■ **Work to complete**: Starting at the row containing "of the person" and ending at the last of the rows below, render each line as a Markdown table with the columns Index and Entry, omitting blank lines.

↓

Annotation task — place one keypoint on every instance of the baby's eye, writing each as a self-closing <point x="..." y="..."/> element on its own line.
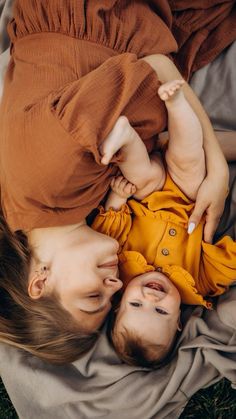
<point x="160" y="311"/>
<point x="135" y="304"/>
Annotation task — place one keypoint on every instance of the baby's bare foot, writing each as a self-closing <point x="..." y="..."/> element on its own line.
<point x="121" y="134"/>
<point x="170" y="90"/>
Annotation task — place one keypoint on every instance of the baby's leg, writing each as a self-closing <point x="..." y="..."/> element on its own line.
<point x="147" y="175"/>
<point x="185" y="154"/>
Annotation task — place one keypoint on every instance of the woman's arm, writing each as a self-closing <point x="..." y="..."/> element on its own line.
<point x="212" y="192"/>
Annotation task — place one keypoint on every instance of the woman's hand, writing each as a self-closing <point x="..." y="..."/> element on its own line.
<point x="210" y="200"/>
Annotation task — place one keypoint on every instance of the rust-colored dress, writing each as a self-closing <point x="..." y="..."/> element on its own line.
<point x="75" y="68"/>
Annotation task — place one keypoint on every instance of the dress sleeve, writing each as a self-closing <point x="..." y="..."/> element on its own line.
<point x="116" y="224"/>
<point x="218" y="266"/>
<point x="123" y="85"/>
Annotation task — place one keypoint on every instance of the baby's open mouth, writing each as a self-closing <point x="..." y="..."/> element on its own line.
<point x="155" y="286"/>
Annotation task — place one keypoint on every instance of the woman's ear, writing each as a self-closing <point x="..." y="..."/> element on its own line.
<point x="180" y="326"/>
<point x="37" y="284"/>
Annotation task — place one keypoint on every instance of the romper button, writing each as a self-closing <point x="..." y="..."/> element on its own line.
<point x="165" y="252"/>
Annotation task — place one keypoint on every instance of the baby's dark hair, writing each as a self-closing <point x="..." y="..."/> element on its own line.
<point x="134" y="351"/>
<point x="42" y="327"/>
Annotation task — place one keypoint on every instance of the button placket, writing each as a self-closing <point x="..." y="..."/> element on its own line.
<point x="172" y="232"/>
<point x="165" y="251"/>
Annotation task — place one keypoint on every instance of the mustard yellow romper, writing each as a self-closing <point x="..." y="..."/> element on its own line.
<point x="153" y="236"/>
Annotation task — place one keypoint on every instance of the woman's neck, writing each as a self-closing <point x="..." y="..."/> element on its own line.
<point x="43" y="241"/>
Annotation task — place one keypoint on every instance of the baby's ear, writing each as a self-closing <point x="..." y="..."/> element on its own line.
<point x="37" y="284"/>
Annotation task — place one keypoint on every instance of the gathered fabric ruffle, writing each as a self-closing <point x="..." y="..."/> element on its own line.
<point x="117" y="24"/>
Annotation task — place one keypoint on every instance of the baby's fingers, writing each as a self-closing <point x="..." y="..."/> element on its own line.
<point x="130" y="189"/>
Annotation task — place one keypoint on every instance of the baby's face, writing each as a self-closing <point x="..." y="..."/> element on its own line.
<point x="150" y="308"/>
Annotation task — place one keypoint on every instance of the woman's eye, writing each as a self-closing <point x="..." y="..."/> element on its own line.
<point x="160" y="311"/>
<point x="135" y="304"/>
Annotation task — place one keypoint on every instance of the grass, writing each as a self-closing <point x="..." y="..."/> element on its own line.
<point x="215" y="402"/>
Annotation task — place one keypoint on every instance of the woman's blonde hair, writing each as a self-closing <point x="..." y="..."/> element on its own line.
<point x="42" y="327"/>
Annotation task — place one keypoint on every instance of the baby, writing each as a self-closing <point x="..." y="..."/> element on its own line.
<point x="163" y="260"/>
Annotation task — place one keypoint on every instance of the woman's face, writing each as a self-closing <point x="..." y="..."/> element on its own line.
<point x="83" y="270"/>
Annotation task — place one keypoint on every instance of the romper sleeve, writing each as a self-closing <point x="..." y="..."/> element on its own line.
<point x="116" y="224"/>
<point x="218" y="267"/>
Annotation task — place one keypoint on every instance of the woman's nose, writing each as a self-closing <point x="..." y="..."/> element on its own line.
<point x="153" y="297"/>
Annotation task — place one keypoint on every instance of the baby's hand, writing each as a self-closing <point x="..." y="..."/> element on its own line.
<point x="122" y="187"/>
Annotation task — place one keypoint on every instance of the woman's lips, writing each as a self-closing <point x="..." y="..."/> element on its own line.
<point x="155" y="286"/>
<point x="111" y="264"/>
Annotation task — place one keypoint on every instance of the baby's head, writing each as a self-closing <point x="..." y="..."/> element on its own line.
<point x="146" y="323"/>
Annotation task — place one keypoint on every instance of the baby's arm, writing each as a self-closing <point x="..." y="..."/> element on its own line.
<point x="185" y="154"/>
<point x="135" y="164"/>
<point x="212" y="192"/>
<point x="121" y="190"/>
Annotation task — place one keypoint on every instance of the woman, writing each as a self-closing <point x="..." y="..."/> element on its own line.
<point x="75" y="68"/>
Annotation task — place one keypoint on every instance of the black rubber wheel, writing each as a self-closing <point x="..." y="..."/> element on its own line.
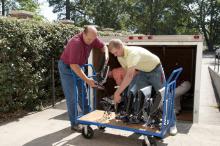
<point x="151" y="140"/>
<point x="89" y="133"/>
<point x="102" y="128"/>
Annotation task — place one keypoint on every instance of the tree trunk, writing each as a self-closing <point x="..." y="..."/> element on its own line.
<point x="3" y="7"/>
<point x="68" y="9"/>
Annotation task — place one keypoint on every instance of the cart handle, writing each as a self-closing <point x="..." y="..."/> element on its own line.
<point x="174" y="75"/>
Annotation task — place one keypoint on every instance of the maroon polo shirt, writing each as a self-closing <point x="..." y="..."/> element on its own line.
<point x="77" y="51"/>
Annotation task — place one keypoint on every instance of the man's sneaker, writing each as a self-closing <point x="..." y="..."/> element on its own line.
<point x="77" y="128"/>
<point x="173" y="130"/>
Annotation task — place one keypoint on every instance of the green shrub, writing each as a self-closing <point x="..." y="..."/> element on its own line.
<point x="25" y="61"/>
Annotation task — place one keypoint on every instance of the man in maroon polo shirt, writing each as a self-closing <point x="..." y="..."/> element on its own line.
<point x="76" y="54"/>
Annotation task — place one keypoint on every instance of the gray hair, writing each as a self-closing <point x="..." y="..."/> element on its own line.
<point x="115" y="43"/>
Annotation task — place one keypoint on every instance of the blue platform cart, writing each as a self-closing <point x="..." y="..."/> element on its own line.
<point x="100" y="119"/>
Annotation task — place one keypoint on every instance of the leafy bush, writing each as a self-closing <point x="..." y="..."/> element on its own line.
<point x="27" y="48"/>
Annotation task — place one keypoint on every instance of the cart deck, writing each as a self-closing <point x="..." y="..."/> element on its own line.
<point x="102" y="120"/>
<point x="98" y="118"/>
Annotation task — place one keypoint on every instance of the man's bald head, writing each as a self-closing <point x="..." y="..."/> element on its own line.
<point x="90" y="29"/>
<point x="89" y="34"/>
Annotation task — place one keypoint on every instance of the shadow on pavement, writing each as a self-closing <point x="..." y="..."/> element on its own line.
<point x="66" y="137"/>
<point x="63" y="116"/>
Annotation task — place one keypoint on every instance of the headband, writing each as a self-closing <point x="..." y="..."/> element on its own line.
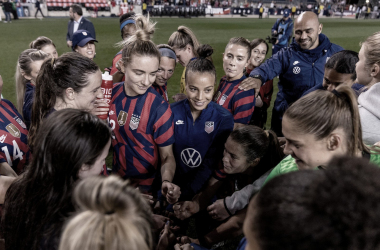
<point x="167" y="53"/>
<point x="337" y="94"/>
<point x="125" y="23"/>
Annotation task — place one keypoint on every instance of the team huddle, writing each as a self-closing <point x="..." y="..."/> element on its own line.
<point x="204" y="161"/>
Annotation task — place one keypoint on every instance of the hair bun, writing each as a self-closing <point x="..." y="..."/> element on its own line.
<point x="205" y="51"/>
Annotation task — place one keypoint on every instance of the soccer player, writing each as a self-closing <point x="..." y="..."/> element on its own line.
<point x="259" y="51"/>
<point x="127" y="29"/>
<point x="46" y="45"/>
<point x="368" y="74"/>
<point x="185" y="45"/>
<point x="72" y="144"/>
<point x="14" y="152"/>
<point x="240" y="103"/>
<point x="84" y="44"/>
<point x="71" y="81"/>
<point x="320" y="126"/>
<point x="165" y="70"/>
<point x="28" y="65"/>
<point x="141" y="120"/>
<point x="201" y="128"/>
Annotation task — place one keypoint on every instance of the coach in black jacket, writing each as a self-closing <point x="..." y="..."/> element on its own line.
<point x="77" y="22"/>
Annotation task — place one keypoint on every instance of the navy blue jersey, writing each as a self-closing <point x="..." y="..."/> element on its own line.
<point x="13" y="138"/>
<point x="162" y="90"/>
<point x="28" y="103"/>
<point x="239" y="102"/>
<point x="199" y="145"/>
<point x="140" y="125"/>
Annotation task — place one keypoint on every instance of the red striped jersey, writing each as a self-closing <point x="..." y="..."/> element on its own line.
<point x="162" y="90"/>
<point x="199" y="145"/>
<point x="239" y="102"/>
<point x="13" y="137"/>
<point x="140" y="125"/>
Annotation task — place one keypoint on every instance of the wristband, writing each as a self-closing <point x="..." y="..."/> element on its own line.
<point x="258" y="77"/>
<point x="225" y="206"/>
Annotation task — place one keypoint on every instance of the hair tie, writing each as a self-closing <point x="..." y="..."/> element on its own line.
<point x="126" y="22"/>
<point x="266" y="133"/>
<point x="52" y="62"/>
<point x="337" y="94"/>
<point x="167" y="53"/>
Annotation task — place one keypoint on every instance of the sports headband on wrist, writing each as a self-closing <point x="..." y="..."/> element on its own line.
<point x="167" y="53"/>
<point x="125" y="23"/>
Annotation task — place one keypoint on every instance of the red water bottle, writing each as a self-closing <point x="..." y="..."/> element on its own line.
<point x="106" y="87"/>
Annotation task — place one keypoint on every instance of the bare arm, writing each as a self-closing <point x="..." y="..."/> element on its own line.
<point x="168" y="189"/>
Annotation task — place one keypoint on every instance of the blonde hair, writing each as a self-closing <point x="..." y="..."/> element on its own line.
<point x="140" y="43"/>
<point x="112" y="215"/>
<point x="321" y="112"/>
<point x="26" y="58"/>
<point x="41" y="42"/>
<point x="372" y="50"/>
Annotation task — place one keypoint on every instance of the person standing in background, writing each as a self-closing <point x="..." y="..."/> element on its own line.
<point x="38" y="8"/>
<point x="77" y="22"/>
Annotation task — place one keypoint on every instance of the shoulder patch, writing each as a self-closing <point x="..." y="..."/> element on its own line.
<point x="13" y="130"/>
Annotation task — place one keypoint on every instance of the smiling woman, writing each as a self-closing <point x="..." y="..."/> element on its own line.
<point x="240" y="103"/>
<point x="71" y="81"/>
<point x="320" y="126"/>
<point x="84" y="43"/>
<point x="141" y="120"/>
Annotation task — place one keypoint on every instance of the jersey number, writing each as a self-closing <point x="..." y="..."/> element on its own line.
<point x="17" y="153"/>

↑

■ **Output of the task**:
| Index | Entry |
|---|---|
| 1 | Annotation task — place one keypoint on every instance of the person standing in background, writing each as a self-closing <point x="..." y="..."/> element on its own line. |
| 2 | <point x="38" y="8"/> |
| 3 | <point x="77" y="22"/> |
| 4 | Annotation task — place one keypoint on every instance of the shoulder patch, writing each as a self-closing <point x="..." y="..."/> element on its own line. |
| 5 | <point x="13" y="130"/> |
| 6 | Annotation task — place one keypoint on every instance of the smiling woman, writing each as a self-closing <point x="..." y="..."/> element on its own line. |
| 7 | <point x="240" y="103"/> |
| 8 | <point x="71" y="81"/> |
| 9 | <point x="320" y="126"/> |
| 10 | <point x="84" y="43"/> |
| 11 | <point x="141" y="120"/> |
| 12 | Annotation task — place one keypoint on every instance of the jersey number, writing each as a self-closing <point x="..." y="..."/> element on its own line. |
| 13 | <point x="17" y="153"/> |